TO BE DONE:
(1) From the documentation excerpt, reproduce verbatim the passage starting at "A function to" and ending at "max = max(.x)))".
(2) List every argument that the documentation excerpt describes under "Arguments" for lay().

* Begin EXCERPTED PASSAGE *

These datasets are a small subset from the "National Survey on Drug Use and Health, 2014". All variables related to drug use have been recoded into vectors of integers talking value 0 for "No/Unknown" and value 1 for "Yes". The original variable names were the same as those defined here but in upper case and ending with the number 2. The dataset called drugs contain the first 100 rows of the one called drugs_full.

Source

https://www.icpsr.umich.edu/web/NAHDAP/studies/36361

References

United States Department of Health and Human Services. Substance Abuse and Mental Health Services Administration. Center for Behavioral Health Statistics and Quality. National Survey on Drug Use and Health, 2014. Ann Arbor, MI: Inter-university Consortium for Political and Social Research (distributor), 2016-03-22. doi:10.3886/ICPSR36361.v1

Examples

drugs
drugs_full

Apply a function within each row

Description

Create efficiently new column(s) in data frame (including tibble) by applying a function one row at a time.

Usage

lay(.data, .fn, ..., .method = c("apply", "tidy"))

Arguments

.data

A data frame or tibble (or other data frame extensions).

.fn

A function to apply to each row of .data. Possible values are:

  • A function, e.g. mean

  • An anonymous function, .e.g. function(x) mean(x, na.rm = TRUE)

  • An anonymous function with shorthand, .e.g. ⁠\(x) mean(x, na.rm = TRUE)⁠

  • A purrr-style lambda, e.g. ~ mean(.x, na.rm = TRUE)

    (wrap the output in a data frame to apply several functions at once, e.g. ~ tibble(min = min(.x), max = max(.x)))

...

Additional arguments for the function calls in .fn (must be named!).

.method

This is an experimental argument that allows you to control which internal method is used to apply the rowwise job:

  • "apply", the default internally uses the function apply().

  • "tidy", internally uses purrr::pmap() and is stricter with respect to class coercion across columns.

* End EXCERPTED PASSAGE *
* Begin SUPPLIED MATERIAL *

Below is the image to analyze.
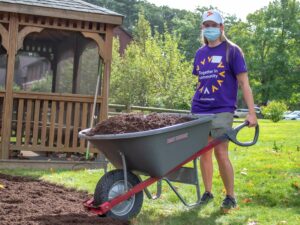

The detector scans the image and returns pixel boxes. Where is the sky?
[147,0,273,21]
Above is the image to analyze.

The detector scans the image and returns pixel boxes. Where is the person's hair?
[202,24,244,63]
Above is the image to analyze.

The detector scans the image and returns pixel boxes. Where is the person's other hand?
[246,113,257,127]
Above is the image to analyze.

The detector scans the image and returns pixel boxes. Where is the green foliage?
[110,13,194,109]
[262,101,287,122]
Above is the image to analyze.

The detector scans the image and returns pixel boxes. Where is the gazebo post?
[1,13,18,159]
[72,36,83,94]
[100,26,113,121]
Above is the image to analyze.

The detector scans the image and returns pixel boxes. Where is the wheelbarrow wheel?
[94,170,144,220]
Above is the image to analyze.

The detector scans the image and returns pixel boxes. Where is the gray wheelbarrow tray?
[79,115,214,177]
[79,114,259,220]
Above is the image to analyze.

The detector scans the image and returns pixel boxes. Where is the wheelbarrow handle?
[226,121,259,147]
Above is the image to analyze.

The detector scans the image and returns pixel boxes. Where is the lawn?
[0,120,300,225]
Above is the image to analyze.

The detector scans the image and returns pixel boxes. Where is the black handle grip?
[226,121,259,147]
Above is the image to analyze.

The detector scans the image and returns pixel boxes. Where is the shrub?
[262,101,287,123]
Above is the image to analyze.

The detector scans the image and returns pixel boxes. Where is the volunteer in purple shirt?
[191,10,257,212]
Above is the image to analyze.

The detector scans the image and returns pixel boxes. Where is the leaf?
[242,198,252,203]
[292,181,300,190]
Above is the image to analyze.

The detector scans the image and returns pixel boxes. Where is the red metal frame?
[84,139,224,215]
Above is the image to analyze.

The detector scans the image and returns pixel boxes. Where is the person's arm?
[237,72,257,127]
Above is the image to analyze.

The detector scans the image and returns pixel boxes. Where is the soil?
[0,174,129,225]
[86,113,192,136]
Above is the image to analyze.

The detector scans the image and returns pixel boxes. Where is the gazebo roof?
[0,0,123,25]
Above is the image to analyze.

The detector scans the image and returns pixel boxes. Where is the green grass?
[0,120,300,225]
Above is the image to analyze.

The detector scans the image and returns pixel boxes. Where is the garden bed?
[0,174,128,225]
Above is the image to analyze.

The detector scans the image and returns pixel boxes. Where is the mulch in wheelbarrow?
[86,113,192,136]
[0,174,129,225]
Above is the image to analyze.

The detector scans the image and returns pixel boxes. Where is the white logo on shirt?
[211,55,222,63]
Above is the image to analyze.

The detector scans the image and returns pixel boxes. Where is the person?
[191,10,257,212]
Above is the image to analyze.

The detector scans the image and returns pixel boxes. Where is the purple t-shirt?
[191,42,247,114]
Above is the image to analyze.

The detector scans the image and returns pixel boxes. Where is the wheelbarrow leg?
[163,158,201,207]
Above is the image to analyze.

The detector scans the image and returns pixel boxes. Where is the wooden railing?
[10,92,102,152]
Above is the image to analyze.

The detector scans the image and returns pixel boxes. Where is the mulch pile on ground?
[0,174,129,225]
[86,113,192,136]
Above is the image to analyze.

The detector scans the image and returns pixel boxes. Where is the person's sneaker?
[200,191,214,205]
[221,195,237,213]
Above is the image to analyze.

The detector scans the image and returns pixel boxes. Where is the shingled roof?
[0,0,123,25]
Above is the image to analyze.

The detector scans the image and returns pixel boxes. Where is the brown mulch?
[86,113,192,136]
[0,174,129,225]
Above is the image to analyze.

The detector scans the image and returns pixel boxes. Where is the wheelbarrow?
[79,114,259,220]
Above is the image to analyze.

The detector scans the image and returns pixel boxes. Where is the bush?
[262,101,287,123]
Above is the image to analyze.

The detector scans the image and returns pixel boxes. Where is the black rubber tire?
[94,170,144,220]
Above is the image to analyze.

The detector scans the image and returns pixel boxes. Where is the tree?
[110,13,194,108]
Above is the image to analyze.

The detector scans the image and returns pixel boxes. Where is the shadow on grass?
[136,204,248,225]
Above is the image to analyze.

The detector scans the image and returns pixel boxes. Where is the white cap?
[202,9,224,24]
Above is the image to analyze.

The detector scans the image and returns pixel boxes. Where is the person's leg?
[200,138,213,193]
[215,142,234,197]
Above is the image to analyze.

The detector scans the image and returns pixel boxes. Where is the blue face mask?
[203,27,221,41]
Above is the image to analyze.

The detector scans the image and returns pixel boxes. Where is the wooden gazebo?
[0,0,123,160]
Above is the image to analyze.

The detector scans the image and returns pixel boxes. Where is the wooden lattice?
[18,14,106,33]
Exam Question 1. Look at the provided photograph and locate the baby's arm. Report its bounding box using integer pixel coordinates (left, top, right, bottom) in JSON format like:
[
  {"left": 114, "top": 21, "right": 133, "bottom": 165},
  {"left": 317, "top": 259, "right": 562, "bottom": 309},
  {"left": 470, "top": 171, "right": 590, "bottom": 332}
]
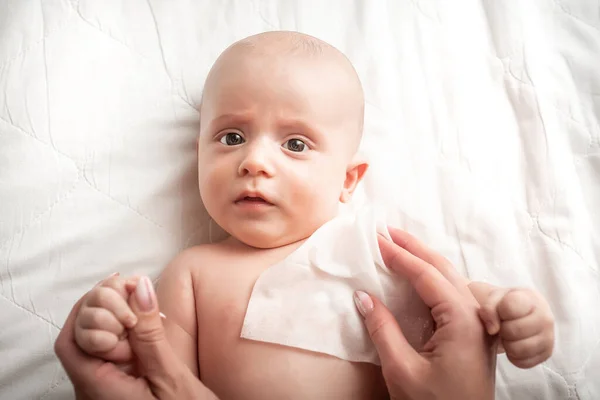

* End SUPPLIED MATERIAL *

FINAL RESULTS:
(1)
A function to apply to each row of .data. Possible values are:

  • A function, e.g. mean

  • An anonymous function, .e.g. function(x) mean(x, na.rm = TRUE)

  • An anonymous function with shorthand, .e.g. ⁠\(x) mean(x, na.rm = TRUE)⁠

  • A purrr-style lambda, e.g. ~ mean(.x, na.rm = TRUE)

    (wrap the output in a data frame to apply several functions at once, e.g. ~ tibble(min = min(.x), max = max(.x)))

(2)
.data
.fn
...
.method